Dataset entries:
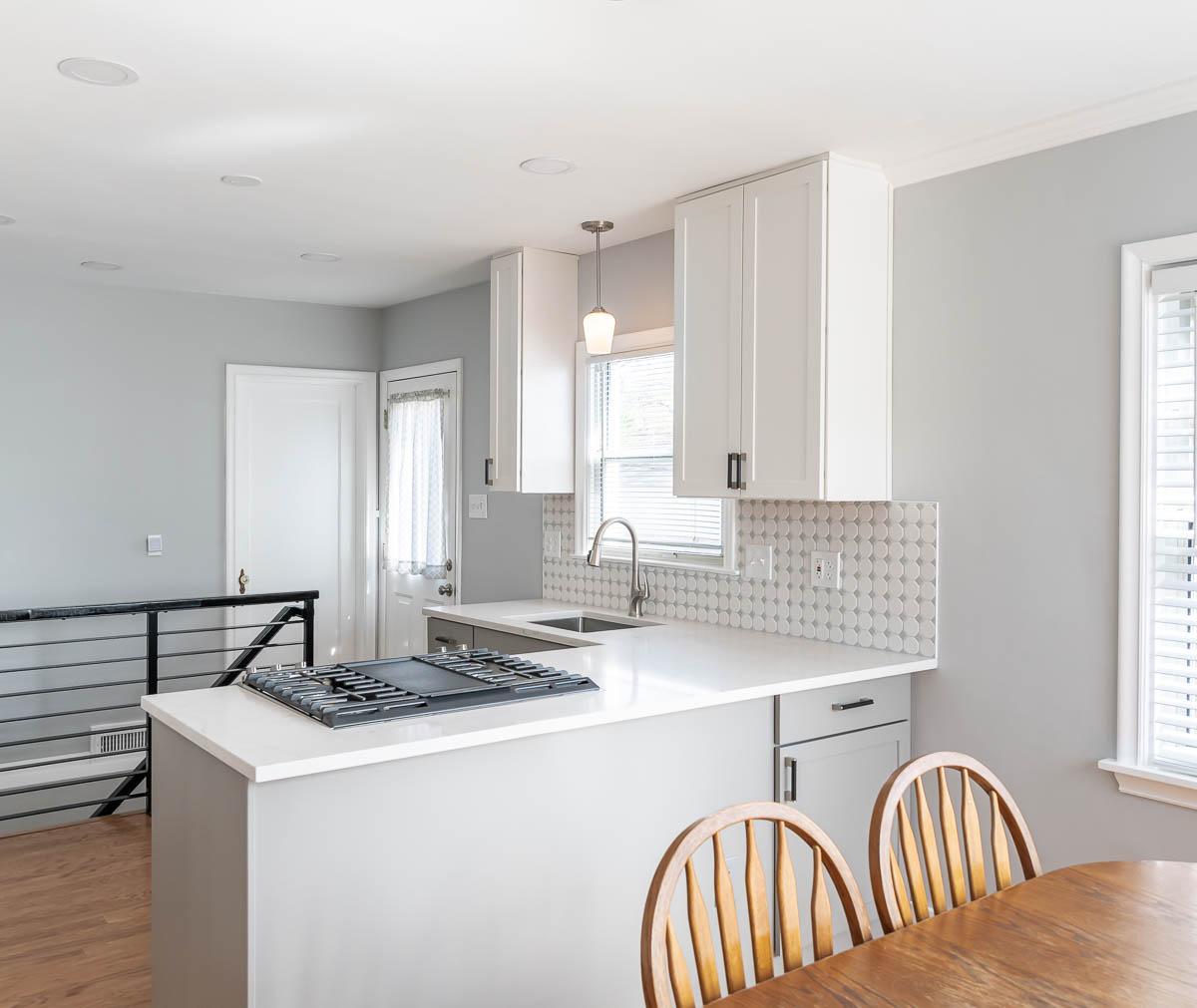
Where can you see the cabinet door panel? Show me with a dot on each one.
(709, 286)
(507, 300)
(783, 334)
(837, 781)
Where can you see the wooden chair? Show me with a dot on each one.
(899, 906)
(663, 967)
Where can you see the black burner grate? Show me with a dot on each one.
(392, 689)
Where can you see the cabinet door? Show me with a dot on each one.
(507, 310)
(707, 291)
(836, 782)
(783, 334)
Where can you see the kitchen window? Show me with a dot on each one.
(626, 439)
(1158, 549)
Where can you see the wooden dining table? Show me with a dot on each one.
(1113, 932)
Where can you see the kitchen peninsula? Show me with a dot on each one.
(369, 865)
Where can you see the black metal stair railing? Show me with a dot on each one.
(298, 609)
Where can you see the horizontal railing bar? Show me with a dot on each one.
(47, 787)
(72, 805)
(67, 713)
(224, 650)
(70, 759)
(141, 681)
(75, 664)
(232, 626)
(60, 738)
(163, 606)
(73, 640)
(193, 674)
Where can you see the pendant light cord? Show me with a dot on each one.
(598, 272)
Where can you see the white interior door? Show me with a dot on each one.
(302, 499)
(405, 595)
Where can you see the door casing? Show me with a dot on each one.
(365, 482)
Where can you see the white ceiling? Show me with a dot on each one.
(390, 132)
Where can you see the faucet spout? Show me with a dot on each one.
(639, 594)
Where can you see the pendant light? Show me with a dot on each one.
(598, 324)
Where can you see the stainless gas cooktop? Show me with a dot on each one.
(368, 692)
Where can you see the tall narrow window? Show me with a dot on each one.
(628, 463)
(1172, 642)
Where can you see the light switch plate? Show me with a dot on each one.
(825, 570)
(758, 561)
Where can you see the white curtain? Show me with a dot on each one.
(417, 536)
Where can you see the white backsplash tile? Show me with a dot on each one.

Task details:
Reproduce, word for word, the stretch of rows from the one containing "Where can you see the black metal" through the last row, both ends included.

Output:
Where can you see the black metal stair railing? Show me with a dot on each one.
(298, 609)
Where can you see the horizontal railing bar? Show me with a dot on each one.
(47, 787)
(72, 805)
(67, 713)
(224, 650)
(70, 759)
(141, 681)
(75, 664)
(232, 626)
(60, 738)
(163, 606)
(73, 640)
(193, 674)
Where can you see the pendant light cord? Show me with a dot on each one.
(598, 272)
Where can you see the white interior door? Show me with a dot on each one.
(302, 499)
(405, 595)
Where can you see the door casing? Show me with a dot on each one.
(365, 482)
Where can you see the white ceiling? Show me with a dot on each one.
(390, 132)
Where can you see the faucet spout? Show me with a dot on each one.
(639, 594)
Where can you see the pendant light? Show me with a dot on each one.
(598, 324)
Where can you see the stainless gas cooktop? Show me with a dot on each one.
(368, 692)
Where can you see the tall narrow window? Show me with a dot on each one.
(628, 463)
(1172, 642)
Where can you see the light switch plate? Show me with a dot on each one.
(825, 570)
(758, 561)
Where can you see the white curtain? Show me with a dot on each one.
(417, 536)
Where can you see the white backsplash tile? Show me with a dot on each one.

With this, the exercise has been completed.